Information provided:
<<<<

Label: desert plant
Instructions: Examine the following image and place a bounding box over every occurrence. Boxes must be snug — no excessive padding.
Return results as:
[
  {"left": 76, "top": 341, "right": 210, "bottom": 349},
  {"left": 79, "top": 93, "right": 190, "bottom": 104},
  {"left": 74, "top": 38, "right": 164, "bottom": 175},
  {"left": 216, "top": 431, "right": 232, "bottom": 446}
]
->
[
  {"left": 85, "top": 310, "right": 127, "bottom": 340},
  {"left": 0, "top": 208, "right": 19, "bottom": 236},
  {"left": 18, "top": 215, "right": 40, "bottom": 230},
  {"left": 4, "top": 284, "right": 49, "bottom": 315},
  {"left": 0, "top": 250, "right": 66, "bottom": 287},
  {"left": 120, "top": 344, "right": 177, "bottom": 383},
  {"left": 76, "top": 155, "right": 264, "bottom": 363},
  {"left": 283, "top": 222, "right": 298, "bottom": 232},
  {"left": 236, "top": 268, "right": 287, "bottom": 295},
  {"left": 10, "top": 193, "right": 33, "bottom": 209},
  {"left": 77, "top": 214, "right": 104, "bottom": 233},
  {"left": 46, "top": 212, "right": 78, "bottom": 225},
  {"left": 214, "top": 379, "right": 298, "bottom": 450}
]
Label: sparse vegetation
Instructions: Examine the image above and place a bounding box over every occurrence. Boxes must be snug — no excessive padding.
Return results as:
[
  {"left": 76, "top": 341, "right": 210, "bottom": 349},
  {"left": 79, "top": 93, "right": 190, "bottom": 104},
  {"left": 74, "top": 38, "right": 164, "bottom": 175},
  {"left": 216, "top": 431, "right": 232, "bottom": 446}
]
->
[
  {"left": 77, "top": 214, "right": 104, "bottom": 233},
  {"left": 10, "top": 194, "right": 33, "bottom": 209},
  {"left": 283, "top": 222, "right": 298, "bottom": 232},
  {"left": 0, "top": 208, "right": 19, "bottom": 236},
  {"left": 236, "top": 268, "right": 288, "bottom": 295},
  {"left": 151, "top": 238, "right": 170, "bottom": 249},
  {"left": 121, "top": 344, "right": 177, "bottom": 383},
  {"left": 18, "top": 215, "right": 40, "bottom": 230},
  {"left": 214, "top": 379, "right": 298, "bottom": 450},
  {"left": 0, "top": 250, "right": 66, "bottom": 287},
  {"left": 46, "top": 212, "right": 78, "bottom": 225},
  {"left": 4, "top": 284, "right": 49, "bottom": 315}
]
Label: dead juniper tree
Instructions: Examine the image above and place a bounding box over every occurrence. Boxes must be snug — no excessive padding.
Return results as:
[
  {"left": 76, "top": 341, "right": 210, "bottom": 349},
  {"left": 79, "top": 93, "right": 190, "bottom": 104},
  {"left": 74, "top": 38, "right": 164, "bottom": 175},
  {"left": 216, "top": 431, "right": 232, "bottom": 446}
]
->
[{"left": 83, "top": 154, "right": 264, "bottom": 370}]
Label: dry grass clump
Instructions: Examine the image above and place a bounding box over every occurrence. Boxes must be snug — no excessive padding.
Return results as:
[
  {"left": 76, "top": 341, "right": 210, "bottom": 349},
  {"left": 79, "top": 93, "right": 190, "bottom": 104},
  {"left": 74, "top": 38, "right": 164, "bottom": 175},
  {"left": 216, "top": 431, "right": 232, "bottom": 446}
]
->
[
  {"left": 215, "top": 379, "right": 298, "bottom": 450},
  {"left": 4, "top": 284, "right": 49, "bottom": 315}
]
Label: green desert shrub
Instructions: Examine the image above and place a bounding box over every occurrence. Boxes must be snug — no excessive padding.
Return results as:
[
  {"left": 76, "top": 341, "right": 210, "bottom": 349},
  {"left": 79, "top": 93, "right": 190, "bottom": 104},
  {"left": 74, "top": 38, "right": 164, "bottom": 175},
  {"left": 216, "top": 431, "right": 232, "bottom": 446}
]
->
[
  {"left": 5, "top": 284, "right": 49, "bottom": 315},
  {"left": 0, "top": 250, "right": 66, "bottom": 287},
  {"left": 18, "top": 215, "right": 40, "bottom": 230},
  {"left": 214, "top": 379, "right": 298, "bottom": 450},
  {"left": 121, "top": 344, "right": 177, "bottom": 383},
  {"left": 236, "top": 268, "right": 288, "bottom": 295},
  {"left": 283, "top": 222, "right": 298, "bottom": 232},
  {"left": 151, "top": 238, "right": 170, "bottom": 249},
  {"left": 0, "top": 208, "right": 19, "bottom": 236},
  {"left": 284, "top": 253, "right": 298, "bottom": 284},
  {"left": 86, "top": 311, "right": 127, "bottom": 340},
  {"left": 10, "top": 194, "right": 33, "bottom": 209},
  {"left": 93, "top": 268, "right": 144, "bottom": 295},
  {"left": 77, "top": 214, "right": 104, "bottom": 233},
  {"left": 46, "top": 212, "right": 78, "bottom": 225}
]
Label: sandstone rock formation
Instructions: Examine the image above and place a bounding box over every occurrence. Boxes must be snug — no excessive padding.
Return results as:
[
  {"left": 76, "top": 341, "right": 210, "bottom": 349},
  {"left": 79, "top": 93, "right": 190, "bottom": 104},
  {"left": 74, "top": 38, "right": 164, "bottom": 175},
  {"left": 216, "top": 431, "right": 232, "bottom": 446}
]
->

>>>>

Given problem:
Pull out every line of the listing above that contains the word "desert".

Complete output:
Label: desert plant
Label: green desert shrub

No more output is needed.